THE PROBLEM: Output every entry below exactly, without its pictures.

○ ○ ○ ○ ○

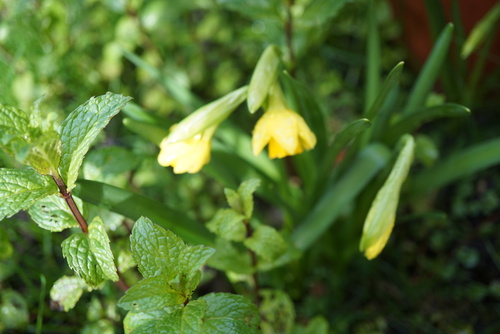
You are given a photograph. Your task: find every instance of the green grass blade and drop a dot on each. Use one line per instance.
(335, 199)
(373, 58)
(458, 165)
(430, 71)
(411, 122)
(134, 206)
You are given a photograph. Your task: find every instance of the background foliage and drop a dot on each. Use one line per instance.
(440, 270)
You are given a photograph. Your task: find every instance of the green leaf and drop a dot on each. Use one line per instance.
(430, 71)
(21, 188)
(263, 77)
(45, 154)
(227, 313)
(228, 224)
(266, 242)
(81, 127)
(5, 245)
(278, 312)
(150, 294)
(465, 162)
(52, 213)
(132, 205)
(160, 252)
(230, 258)
(481, 31)
(332, 203)
(380, 219)
(90, 255)
(411, 122)
(66, 291)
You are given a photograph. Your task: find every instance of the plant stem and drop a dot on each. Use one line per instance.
(289, 34)
(63, 190)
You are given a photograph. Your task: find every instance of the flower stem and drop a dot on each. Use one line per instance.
(68, 197)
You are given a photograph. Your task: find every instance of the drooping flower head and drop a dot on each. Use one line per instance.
(282, 129)
(187, 147)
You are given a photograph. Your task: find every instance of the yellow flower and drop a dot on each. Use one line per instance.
(187, 156)
(283, 129)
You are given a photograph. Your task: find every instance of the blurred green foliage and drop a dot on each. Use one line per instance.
(439, 272)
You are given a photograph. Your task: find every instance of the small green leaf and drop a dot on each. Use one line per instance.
(45, 154)
(263, 77)
(230, 258)
(21, 188)
(81, 127)
(90, 255)
(66, 291)
(5, 245)
(99, 246)
(53, 214)
(480, 32)
(266, 242)
(278, 312)
(150, 294)
(161, 252)
(227, 313)
(380, 219)
(228, 224)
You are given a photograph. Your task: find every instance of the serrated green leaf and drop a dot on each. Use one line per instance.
(14, 123)
(52, 213)
(155, 250)
(5, 245)
(380, 219)
(151, 294)
(246, 191)
(227, 313)
(45, 154)
(81, 127)
(160, 252)
(228, 224)
(266, 242)
(66, 291)
(278, 312)
(229, 258)
(263, 77)
(99, 246)
(90, 255)
(21, 188)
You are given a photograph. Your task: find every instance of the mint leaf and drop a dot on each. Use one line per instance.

○ ○ ○ ○ ○

RESULT:
You are given a photograph. Your task: find every instance of the green grass blade and drop a dot on each. Use one line per instance.
(335, 199)
(373, 58)
(458, 165)
(430, 71)
(411, 122)
(134, 206)
You are given a photograph. Your task: find every instance of the background foliage and drop a dot on each. Use one line per instance.
(440, 270)
You are given a photograph. Your task: find every instance of the green leaf and drop a dot on each. Use one line per instance.
(430, 71)
(21, 188)
(263, 77)
(45, 154)
(227, 313)
(228, 224)
(266, 242)
(81, 127)
(5, 245)
(278, 312)
(150, 294)
(465, 162)
(52, 213)
(132, 205)
(160, 252)
(230, 258)
(481, 31)
(332, 203)
(380, 219)
(90, 255)
(411, 122)
(66, 291)
You are given a photograph. Your task: find every instance of the plant stem and drop a dot on each. Use one line per instance.
(289, 34)
(63, 190)
You are given a photograph. Your task: find every instance of the flower stem and drop a dot on each. Use one line per instance.
(68, 197)
You are given a photograph. Your task: find every instance of the drooping flower head and drop a dot on each. Use one line per instance.
(282, 129)
(187, 147)
You are given a photograph. Your task: find every instance of the yellow flower and drop a dot on each. Use one line per instance.
(187, 156)
(283, 129)
You are given a photograph. Your task: find every instance of the blurred green foliage and drop a dot on each. Use one line per instance.
(439, 272)
You are given a photograph. Your task: find every instance of the small green leaf and drop a dot on each. Use one line per instance.
(45, 154)
(263, 77)
(230, 258)
(21, 188)
(81, 127)
(90, 255)
(66, 291)
(5, 245)
(99, 246)
(53, 214)
(480, 32)
(266, 242)
(278, 312)
(150, 294)
(161, 252)
(227, 313)
(380, 219)
(228, 224)
You are given a photograph. Your task: find every instance of the serrated green leaf and drop a dot on each. Use one line per instance.
(14, 123)
(52, 213)
(155, 250)
(5, 245)
(380, 219)
(151, 294)
(246, 191)
(227, 313)
(45, 154)
(81, 127)
(160, 252)
(228, 224)
(266, 242)
(66, 291)
(278, 312)
(229, 258)
(263, 77)
(99, 246)
(90, 255)
(21, 188)
You are given a photograph. Your task: find every instance of the mint leaf and drop a dot on each. Use one line per instance.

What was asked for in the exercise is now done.